• **What is asked**:
Can you retype every line below character for character, leaving the pictures out?
--- START OF Record extracts ---
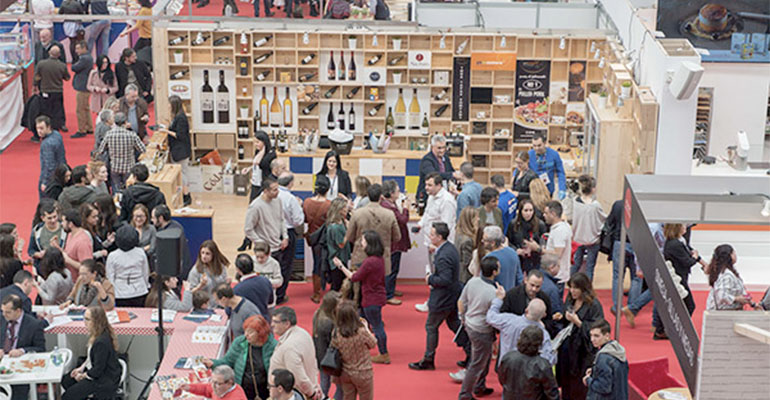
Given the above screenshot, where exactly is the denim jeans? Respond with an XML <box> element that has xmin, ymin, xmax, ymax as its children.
<box><xmin>88</xmin><ymin>20</ymin><xmax>111</xmax><ymax>59</ymax></box>
<box><xmin>385</xmin><ymin>251</ymin><xmax>402</xmax><ymax>299</ymax></box>
<box><xmin>569</xmin><ymin>242</ymin><xmax>599</xmax><ymax>281</ymax></box>
<box><xmin>363</xmin><ymin>306</ymin><xmax>388</xmax><ymax>354</ymax></box>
--- END OF Record extracts ---
• **Result**:
Given the above screenshot, where exactly is the denim jeans? Respond with an XML <box> element that has xmin, ymin, xmax, ymax as its children.
<box><xmin>88</xmin><ymin>20</ymin><xmax>111</xmax><ymax>59</ymax></box>
<box><xmin>385</xmin><ymin>251</ymin><xmax>402</xmax><ymax>299</ymax></box>
<box><xmin>569</xmin><ymin>242</ymin><xmax>599</xmax><ymax>281</ymax></box>
<box><xmin>363</xmin><ymin>306</ymin><xmax>388</xmax><ymax>354</ymax></box>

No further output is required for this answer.